▶ **What this task involves**: Find the line with "mark: the dark green forest" in the records below. Copy it and every line after it, up to and including the line with "mark: the forested hillside".

Data entries
=-=-=-=-=
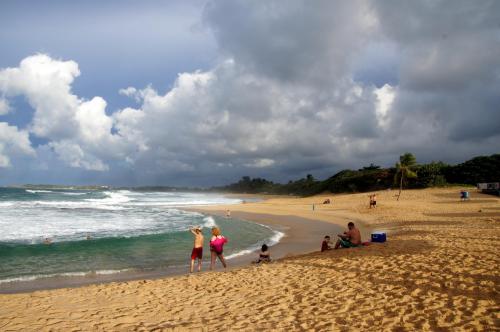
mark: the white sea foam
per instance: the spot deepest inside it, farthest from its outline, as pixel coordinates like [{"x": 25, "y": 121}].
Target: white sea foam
[
  {"x": 274, "y": 239},
  {"x": 116, "y": 213}
]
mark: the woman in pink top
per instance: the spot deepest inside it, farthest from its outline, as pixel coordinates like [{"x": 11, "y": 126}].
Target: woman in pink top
[{"x": 216, "y": 247}]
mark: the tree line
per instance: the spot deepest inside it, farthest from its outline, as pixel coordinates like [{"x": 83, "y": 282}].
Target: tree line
[{"x": 407, "y": 173}]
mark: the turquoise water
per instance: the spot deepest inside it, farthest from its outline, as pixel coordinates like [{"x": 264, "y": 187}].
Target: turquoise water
[{"x": 128, "y": 231}]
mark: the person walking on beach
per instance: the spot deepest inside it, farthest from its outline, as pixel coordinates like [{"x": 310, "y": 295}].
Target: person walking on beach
[
  {"x": 197, "y": 252},
  {"x": 351, "y": 238},
  {"x": 373, "y": 201},
  {"x": 216, "y": 247},
  {"x": 264, "y": 255}
]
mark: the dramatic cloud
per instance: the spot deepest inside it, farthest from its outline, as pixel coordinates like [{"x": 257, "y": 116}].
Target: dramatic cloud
[
  {"x": 12, "y": 142},
  {"x": 297, "y": 88},
  {"x": 78, "y": 130}
]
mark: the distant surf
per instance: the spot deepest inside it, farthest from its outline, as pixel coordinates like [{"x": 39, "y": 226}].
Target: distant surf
[{"x": 95, "y": 232}]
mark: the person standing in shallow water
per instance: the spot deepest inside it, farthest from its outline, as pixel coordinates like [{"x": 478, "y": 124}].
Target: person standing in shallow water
[
  {"x": 217, "y": 247},
  {"x": 197, "y": 252}
]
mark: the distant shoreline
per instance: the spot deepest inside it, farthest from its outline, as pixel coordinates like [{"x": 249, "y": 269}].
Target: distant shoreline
[{"x": 301, "y": 236}]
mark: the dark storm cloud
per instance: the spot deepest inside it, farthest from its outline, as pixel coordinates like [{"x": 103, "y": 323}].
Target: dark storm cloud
[{"x": 302, "y": 87}]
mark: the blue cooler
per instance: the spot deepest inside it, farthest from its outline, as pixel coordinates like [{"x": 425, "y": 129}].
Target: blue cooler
[{"x": 379, "y": 237}]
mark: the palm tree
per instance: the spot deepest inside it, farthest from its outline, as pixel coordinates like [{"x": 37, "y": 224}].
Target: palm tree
[{"x": 404, "y": 169}]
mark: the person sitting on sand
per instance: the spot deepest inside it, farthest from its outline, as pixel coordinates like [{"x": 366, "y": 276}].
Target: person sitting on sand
[
  {"x": 197, "y": 252},
  {"x": 264, "y": 255},
  {"x": 325, "y": 245},
  {"x": 351, "y": 238},
  {"x": 216, "y": 247}
]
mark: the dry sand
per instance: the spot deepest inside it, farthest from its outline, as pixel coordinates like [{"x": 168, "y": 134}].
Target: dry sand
[{"x": 439, "y": 270}]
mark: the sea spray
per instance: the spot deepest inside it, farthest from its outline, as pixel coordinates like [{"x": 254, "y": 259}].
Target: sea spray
[{"x": 126, "y": 230}]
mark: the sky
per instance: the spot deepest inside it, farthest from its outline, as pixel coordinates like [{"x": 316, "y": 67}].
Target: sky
[{"x": 201, "y": 93}]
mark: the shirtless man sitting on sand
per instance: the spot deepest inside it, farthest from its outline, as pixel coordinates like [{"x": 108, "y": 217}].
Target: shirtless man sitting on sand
[{"x": 351, "y": 238}]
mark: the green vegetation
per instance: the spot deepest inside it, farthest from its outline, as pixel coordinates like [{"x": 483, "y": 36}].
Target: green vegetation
[{"x": 407, "y": 173}]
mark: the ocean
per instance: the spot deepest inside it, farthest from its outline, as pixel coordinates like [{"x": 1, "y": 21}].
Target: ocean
[{"x": 96, "y": 232}]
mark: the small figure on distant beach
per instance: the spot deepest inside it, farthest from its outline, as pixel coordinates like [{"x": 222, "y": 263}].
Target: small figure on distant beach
[
  {"x": 264, "y": 255},
  {"x": 373, "y": 201},
  {"x": 351, "y": 238},
  {"x": 326, "y": 244},
  {"x": 216, "y": 247},
  {"x": 197, "y": 252}
]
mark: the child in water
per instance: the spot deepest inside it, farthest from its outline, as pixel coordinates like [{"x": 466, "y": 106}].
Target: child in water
[
  {"x": 216, "y": 247},
  {"x": 197, "y": 252}
]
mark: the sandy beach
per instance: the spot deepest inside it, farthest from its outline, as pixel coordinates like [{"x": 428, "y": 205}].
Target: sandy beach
[{"x": 437, "y": 271}]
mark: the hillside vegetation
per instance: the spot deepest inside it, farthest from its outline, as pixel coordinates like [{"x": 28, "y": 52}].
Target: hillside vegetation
[{"x": 373, "y": 177}]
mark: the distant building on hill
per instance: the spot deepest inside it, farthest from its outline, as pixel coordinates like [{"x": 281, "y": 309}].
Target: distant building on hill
[{"x": 492, "y": 188}]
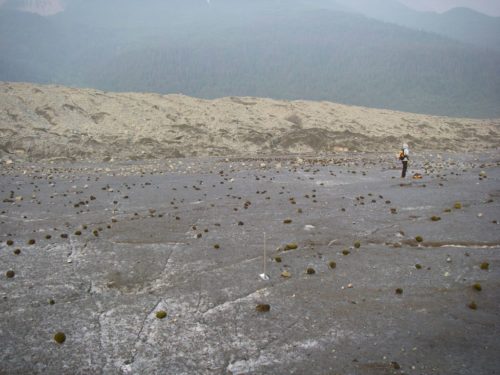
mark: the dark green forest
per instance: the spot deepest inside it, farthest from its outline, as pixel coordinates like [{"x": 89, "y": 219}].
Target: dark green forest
[{"x": 284, "y": 50}]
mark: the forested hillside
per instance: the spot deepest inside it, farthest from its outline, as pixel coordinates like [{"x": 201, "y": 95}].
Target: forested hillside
[{"x": 285, "y": 50}]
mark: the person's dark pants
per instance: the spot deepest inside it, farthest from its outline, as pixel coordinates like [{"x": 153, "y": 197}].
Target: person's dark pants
[{"x": 405, "y": 167}]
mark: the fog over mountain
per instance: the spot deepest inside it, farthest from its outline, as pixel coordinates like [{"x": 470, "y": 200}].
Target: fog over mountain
[{"x": 372, "y": 53}]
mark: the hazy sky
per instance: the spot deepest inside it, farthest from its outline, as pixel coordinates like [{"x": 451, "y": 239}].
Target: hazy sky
[{"x": 491, "y": 7}]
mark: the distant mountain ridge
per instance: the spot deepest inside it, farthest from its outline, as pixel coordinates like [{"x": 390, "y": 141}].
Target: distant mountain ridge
[
  {"x": 462, "y": 24},
  {"x": 293, "y": 49}
]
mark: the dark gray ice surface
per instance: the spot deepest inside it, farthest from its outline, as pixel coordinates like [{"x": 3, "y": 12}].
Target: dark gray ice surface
[{"x": 187, "y": 236}]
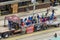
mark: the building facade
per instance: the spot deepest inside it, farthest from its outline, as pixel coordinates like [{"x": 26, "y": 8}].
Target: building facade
[{"x": 15, "y": 6}]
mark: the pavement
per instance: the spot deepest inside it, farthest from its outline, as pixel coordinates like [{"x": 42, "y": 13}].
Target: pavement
[
  {"x": 40, "y": 35},
  {"x": 21, "y": 14}
]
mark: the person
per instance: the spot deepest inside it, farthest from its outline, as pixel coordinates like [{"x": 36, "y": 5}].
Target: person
[
  {"x": 55, "y": 35},
  {"x": 42, "y": 1}
]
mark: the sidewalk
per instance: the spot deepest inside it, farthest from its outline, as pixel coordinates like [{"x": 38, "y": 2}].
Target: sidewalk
[{"x": 57, "y": 12}]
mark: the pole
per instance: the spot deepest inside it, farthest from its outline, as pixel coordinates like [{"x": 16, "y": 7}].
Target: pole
[{"x": 34, "y": 2}]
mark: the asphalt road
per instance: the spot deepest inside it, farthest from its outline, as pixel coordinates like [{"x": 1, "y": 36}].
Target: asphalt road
[{"x": 46, "y": 36}]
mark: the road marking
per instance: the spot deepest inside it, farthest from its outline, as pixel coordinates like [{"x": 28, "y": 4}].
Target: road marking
[{"x": 35, "y": 33}]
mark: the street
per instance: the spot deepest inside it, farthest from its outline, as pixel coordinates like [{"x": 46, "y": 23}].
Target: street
[{"x": 46, "y": 36}]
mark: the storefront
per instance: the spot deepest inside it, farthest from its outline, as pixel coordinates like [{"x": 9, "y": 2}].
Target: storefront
[{"x": 5, "y": 9}]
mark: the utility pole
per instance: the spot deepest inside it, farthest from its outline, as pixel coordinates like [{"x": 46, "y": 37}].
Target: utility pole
[{"x": 34, "y": 5}]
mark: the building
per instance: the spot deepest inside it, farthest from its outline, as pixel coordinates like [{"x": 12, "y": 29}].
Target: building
[{"x": 15, "y": 6}]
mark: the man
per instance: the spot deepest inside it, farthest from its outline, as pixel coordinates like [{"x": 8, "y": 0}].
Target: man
[{"x": 42, "y": 1}]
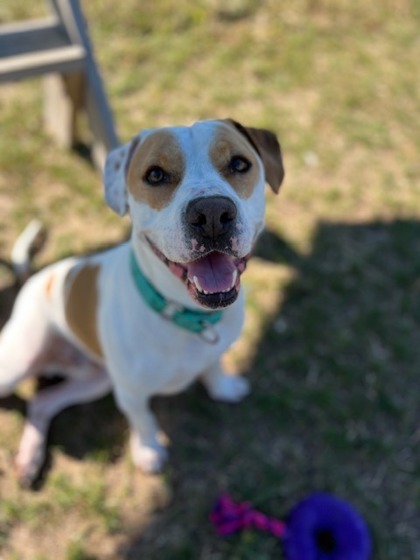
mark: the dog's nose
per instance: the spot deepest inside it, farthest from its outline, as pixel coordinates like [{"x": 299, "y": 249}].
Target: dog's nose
[{"x": 211, "y": 216}]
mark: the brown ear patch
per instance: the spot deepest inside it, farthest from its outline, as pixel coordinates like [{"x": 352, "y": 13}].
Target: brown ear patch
[
  {"x": 81, "y": 306},
  {"x": 268, "y": 148},
  {"x": 160, "y": 149}
]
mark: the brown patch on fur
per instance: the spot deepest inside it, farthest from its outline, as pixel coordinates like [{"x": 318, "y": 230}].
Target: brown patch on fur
[
  {"x": 160, "y": 149},
  {"x": 81, "y": 306},
  {"x": 268, "y": 148},
  {"x": 228, "y": 143}
]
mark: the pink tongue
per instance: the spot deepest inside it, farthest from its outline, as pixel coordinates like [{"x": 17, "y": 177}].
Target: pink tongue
[{"x": 214, "y": 272}]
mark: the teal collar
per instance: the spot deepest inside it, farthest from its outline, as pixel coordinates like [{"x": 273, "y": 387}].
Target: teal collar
[{"x": 199, "y": 322}]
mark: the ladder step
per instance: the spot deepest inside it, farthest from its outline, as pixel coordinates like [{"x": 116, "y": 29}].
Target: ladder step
[
  {"x": 31, "y": 36},
  {"x": 64, "y": 59}
]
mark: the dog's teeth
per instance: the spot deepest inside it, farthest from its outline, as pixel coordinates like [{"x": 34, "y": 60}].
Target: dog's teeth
[{"x": 197, "y": 284}]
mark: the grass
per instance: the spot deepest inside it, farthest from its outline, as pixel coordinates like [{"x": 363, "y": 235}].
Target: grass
[{"x": 331, "y": 340}]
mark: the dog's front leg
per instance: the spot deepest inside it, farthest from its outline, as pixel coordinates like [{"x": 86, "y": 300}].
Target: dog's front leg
[
  {"x": 147, "y": 452},
  {"x": 224, "y": 387}
]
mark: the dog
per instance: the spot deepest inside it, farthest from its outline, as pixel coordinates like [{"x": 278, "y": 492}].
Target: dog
[{"x": 156, "y": 313}]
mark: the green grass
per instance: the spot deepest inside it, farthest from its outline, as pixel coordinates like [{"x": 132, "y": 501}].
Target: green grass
[{"x": 331, "y": 339}]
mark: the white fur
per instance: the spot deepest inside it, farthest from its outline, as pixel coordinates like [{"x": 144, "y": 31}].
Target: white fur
[{"x": 144, "y": 354}]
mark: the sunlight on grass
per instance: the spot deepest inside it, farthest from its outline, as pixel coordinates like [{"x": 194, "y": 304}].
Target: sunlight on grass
[{"x": 330, "y": 343}]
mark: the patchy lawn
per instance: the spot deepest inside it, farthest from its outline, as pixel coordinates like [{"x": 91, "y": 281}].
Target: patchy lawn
[{"x": 331, "y": 340}]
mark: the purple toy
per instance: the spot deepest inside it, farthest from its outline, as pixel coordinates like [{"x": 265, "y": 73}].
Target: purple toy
[{"x": 321, "y": 527}]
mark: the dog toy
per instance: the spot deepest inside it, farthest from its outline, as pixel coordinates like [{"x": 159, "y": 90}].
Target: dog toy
[{"x": 321, "y": 527}]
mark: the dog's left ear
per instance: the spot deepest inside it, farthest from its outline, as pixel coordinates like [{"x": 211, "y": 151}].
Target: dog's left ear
[
  {"x": 268, "y": 148},
  {"x": 115, "y": 172}
]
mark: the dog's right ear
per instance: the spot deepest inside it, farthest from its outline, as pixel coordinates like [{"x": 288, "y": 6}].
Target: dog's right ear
[{"x": 116, "y": 166}]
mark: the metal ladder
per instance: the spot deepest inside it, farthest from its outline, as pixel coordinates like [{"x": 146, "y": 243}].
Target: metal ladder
[{"x": 59, "y": 47}]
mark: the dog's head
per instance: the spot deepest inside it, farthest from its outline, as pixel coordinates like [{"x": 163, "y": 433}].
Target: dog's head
[{"x": 196, "y": 196}]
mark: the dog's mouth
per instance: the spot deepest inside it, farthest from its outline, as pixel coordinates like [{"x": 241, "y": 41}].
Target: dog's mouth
[{"x": 212, "y": 280}]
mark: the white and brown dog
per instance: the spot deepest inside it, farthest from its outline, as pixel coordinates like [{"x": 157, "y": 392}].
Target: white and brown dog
[{"x": 152, "y": 315}]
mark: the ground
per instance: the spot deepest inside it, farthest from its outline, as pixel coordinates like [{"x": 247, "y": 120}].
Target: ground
[{"x": 333, "y": 314}]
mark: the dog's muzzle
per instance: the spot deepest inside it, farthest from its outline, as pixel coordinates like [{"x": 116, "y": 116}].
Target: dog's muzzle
[
  {"x": 212, "y": 276},
  {"x": 211, "y": 219}
]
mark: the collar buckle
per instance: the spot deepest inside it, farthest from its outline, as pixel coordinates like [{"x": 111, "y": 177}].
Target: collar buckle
[
  {"x": 170, "y": 310},
  {"x": 209, "y": 333}
]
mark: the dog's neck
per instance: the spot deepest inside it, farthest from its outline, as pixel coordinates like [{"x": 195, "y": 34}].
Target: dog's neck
[{"x": 159, "y": 275}]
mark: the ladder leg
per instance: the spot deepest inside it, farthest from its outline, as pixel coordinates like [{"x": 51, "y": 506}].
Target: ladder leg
[{"x": 63, "y": 101}]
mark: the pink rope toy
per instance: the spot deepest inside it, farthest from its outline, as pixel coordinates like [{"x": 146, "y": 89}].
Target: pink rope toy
[
  {"x": 319, "y": 527},
  {"x": 229, "y": 517}
]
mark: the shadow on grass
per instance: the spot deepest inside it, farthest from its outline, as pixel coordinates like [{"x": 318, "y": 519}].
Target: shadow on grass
[{"x": 334, "y": 405}]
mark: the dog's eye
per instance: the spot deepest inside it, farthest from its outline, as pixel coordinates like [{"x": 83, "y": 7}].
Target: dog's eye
[
  {"x": 239, "y": 164},
  {"x": 155, "y": 176}
]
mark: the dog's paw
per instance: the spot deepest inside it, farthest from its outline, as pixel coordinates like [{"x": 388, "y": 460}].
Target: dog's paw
[
  {"x": 228, "y": 388},
  {"x": 31, "y": 455},
  {"x": 150, "y": 459}
]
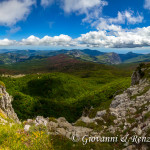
=-=-=-=-=
▶ **Output of the task**:
mark: the dark green forest
per instance: the spot deepest inside it, farthest from its outline, as pixel coordinates like [{"x": 89, "y": 219}].
Target: dark green forest
[{"x": 284, "y": 50}]
mark: the forested hillside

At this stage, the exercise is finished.